▸ **What is asked**
Output each entry exactly; skip nothing.

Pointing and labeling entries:
+ + + + +

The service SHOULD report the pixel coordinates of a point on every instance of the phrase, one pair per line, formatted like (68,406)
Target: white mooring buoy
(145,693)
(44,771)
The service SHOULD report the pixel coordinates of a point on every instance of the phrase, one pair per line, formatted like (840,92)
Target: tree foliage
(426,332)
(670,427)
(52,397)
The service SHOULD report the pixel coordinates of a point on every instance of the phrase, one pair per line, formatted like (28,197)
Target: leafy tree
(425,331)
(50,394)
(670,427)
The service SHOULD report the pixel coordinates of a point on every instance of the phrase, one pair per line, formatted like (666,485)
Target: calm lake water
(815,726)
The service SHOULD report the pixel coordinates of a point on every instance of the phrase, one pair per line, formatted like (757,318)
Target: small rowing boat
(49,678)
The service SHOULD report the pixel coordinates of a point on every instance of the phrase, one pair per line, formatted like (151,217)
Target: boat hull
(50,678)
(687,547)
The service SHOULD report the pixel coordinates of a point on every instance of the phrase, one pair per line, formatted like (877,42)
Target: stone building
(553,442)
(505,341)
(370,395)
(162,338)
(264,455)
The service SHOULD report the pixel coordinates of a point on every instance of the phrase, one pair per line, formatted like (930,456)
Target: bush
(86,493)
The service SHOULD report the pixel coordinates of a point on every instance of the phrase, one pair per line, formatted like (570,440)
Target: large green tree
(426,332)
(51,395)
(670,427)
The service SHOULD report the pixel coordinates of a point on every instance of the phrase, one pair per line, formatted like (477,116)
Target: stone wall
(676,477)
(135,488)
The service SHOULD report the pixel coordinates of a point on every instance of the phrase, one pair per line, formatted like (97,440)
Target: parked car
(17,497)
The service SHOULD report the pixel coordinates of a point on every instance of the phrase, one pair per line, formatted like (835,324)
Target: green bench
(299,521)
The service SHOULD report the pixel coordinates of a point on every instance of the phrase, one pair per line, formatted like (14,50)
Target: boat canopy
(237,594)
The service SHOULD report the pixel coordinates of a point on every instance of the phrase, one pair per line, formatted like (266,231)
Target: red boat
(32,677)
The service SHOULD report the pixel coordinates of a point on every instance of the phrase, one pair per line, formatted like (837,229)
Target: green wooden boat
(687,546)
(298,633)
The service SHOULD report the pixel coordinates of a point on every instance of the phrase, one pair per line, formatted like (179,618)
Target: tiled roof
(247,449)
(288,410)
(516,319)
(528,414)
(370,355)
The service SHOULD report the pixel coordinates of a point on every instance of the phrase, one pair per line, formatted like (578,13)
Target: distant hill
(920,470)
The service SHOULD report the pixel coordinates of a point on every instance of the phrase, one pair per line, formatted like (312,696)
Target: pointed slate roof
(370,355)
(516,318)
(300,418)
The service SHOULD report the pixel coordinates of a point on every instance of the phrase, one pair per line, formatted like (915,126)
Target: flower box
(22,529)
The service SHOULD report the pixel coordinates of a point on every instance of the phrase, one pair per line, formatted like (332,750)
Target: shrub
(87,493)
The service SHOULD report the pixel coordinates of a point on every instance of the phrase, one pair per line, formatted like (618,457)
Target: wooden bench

+ + + + +

▸ **Answer to the exercise**
The service SHOULD report the pixel coordinates of a point on every instance of the phrase, one pair per line, formatted like (68,406)
Target: white mooring buoy
(145,693)
(44,771)
The service SHOULD report the pixel coordinates of a point on every instance of the phrase, one pair per line, formatted like (840,92)
Target: tree foliage
(426,332)
(670,427)
(52,397)
The service SHOULD report the pixel coordinates of a point on every instance of the phrase, one pair per line, formatted like (28,197)
Target: leafy tree
(425,331)
(50,394)
(670,427)
The service SHOULD report the pixel coordinates of a point on every instance of the phrase, one pair per line, formatted like (666,485)
Target: calm lake water
(815,726)
The service SHOULD report the pixel coordinates of a point on every instance of the phrase, one pair per line, formatted like (757,318)
Target: small rowing boat
(49,678)
The service SHOULD report the pixel coordinates of a point on every instance of the phrase, one pair per line, formatted like (151,217)
Target: boat hull
(50,678)
(687,547)
The service SHOULD report the pixel coordinates of a point on every instance of the phrase, one pair per line, formatted like (877,42)
Target: stone building
(553,442)
(505,341)
(370,395)
(162,338)
(264,455)
The service SHOULD report the pixel coordinates of a point on every instance of the phrase, one pair per line, formatted like (930,456)
Target: bush
(86,493)
The service SHOULD report the pixel coordinates of a point on every instance of the phrase, one pair per line, formatted like (570,440)
Target: large green tree
(426,332)
(51,395)
(670,427)
The service SHOULD report the pixel coordinates of a point on every instance of the phrase, one pair per line, formatted like (477,116)
Target: stone wall
(676,477)
(135,488)
The service SHOULD report the pixel coordinates of a point on every instance of the phrase, one pair per line, formatted like (97,440)
Target: parked car
(17,497)
The service SHOULD report the pixel coordinates of a point on every instance of the phrase, one pair per line, formatted like (835,324)
Target: green bench
(299,521)
The service SHOULD report the pixel coordinates of a point on every instance of the phrase, one pair per line, formatted like (14,50)
Target: boat canopy
(237,594)
The service SHOULD report the pixel coordinates of a point on every instance of the phrase, one pair per line, formatted like (266,231)
Target: red boat
(32,677)
The service SHOULD report the pixel coordinates of a point on every instance of the phrase, one pair per line, formatted like (837,229)
Target: green wooden boat
(687,546)
(298,633)
The service SHOULD report the pixel coordinates of a point on every instance of the phrase, one pair per line, formatted like (179,618)
Target: tiled roof
(247,449)
(288,410)
(516,319)
(528,414)
(370,355)
The service SHOULD report the pixel coordinates of a point on every instance of the phrase, one pair per line, formatted like (578,13)
Target: distant hill
(920,470)
The service SHOULD report the pixel coordinates of a point on every instance of the phrase, one pair per line, formatted like (312,696)
Target: pointed slate roof
(370,355)
(516,318)
(300,418)
The service SHOULD report the pixel coordinates of a point on every instance of the phrase, one pair per line, formatted like (915,126)
Target: flower box
(22,529)
The service SHOULD report the pixel coordinates of a point on every instance of the phrase, one pair per line, formatted like (332,750)
Target: shrub
(87,493)
The service SHOULD report the pixel coordinates of a point on every instance of the phrase, one pair per line, formatted like (618,457)
Target: wooden bench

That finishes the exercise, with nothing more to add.